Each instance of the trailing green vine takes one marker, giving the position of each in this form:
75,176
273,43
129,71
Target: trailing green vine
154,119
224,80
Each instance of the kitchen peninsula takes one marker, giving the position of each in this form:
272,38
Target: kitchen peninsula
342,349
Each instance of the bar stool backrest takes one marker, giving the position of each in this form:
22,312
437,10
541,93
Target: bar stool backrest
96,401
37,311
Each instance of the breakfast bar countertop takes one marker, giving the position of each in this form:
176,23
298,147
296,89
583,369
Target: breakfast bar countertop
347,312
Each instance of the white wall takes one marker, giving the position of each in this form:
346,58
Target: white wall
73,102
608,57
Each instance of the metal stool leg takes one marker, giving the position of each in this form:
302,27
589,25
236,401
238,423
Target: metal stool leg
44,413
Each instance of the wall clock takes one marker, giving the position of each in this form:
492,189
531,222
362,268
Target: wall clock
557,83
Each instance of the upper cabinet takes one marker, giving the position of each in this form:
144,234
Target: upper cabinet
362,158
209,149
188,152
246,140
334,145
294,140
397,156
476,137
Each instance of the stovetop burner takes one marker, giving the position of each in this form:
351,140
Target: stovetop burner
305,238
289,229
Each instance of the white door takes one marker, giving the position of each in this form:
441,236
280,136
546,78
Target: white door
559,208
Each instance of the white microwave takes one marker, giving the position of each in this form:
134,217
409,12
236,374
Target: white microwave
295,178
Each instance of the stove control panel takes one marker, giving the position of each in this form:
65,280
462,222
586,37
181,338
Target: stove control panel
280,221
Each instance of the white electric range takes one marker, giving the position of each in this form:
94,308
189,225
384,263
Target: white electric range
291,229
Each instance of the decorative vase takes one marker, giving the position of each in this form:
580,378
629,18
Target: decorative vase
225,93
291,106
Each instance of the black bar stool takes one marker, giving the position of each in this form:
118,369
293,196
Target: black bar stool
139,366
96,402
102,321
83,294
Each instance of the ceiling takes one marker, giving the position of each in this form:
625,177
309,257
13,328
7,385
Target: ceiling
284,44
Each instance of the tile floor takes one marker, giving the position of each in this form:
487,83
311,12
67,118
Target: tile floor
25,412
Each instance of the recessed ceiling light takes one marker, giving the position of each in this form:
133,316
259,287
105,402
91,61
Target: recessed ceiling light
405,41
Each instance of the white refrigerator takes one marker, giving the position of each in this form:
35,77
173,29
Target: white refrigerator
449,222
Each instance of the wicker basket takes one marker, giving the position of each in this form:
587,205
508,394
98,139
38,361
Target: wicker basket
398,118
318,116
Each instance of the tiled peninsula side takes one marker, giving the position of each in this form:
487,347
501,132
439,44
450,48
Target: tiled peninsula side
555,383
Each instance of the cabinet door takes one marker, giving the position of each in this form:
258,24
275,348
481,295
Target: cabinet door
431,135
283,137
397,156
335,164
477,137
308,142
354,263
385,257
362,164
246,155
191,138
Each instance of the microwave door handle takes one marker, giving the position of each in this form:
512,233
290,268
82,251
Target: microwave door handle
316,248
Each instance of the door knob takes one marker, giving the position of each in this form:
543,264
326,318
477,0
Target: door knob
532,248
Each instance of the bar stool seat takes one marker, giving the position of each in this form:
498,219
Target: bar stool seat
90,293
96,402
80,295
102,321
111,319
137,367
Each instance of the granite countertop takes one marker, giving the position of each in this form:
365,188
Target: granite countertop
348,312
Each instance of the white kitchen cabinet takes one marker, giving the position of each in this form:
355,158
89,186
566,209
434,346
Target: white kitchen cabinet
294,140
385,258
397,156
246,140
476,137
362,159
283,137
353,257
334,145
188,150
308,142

---+---

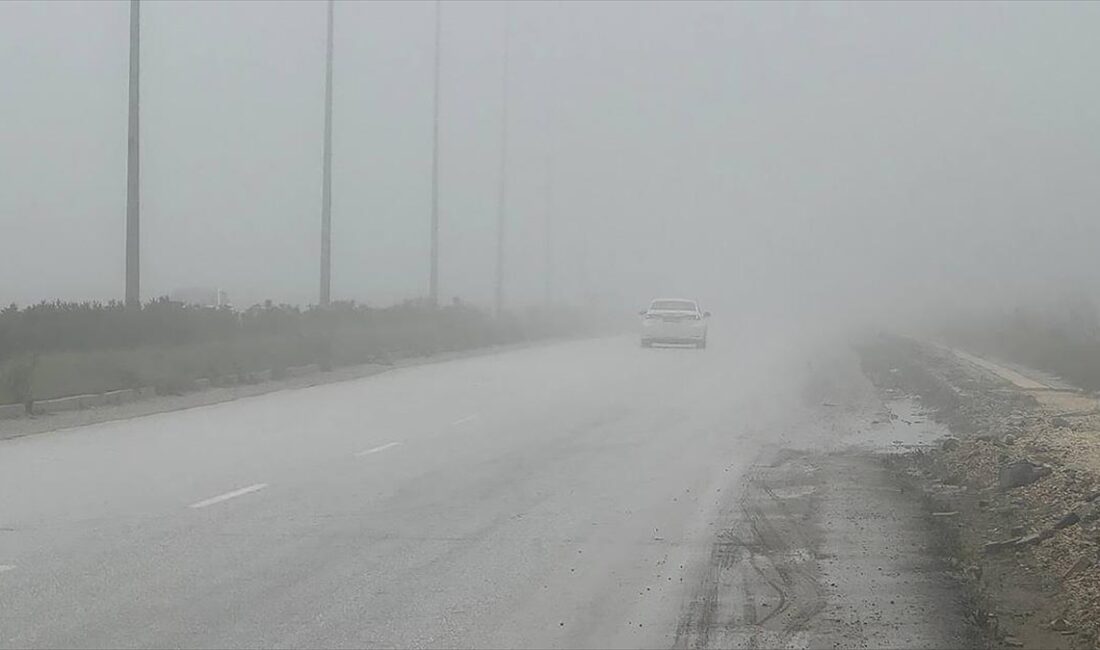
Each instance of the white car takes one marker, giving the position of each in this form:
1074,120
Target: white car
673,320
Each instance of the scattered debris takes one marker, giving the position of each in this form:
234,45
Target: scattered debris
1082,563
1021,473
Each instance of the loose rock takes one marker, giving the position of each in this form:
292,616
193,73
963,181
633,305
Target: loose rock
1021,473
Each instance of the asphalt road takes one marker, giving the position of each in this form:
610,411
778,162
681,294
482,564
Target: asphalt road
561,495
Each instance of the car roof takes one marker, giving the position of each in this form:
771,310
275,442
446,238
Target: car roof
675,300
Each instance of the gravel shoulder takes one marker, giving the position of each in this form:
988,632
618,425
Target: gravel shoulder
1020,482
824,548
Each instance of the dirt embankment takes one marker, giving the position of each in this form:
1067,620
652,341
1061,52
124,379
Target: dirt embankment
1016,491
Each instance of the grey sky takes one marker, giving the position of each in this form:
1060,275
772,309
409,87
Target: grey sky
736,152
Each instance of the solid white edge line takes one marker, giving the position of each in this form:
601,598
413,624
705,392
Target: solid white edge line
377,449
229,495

---+---

◆ GIVEN INSTRUCTION ◆
Pull out each line of the material that contains the word "knob". Matching is case-sensitive.

◆ TASK RESPONSE ◆
Each instance of the door knob takes one marker, giving the position of each in this form:
Target: door knob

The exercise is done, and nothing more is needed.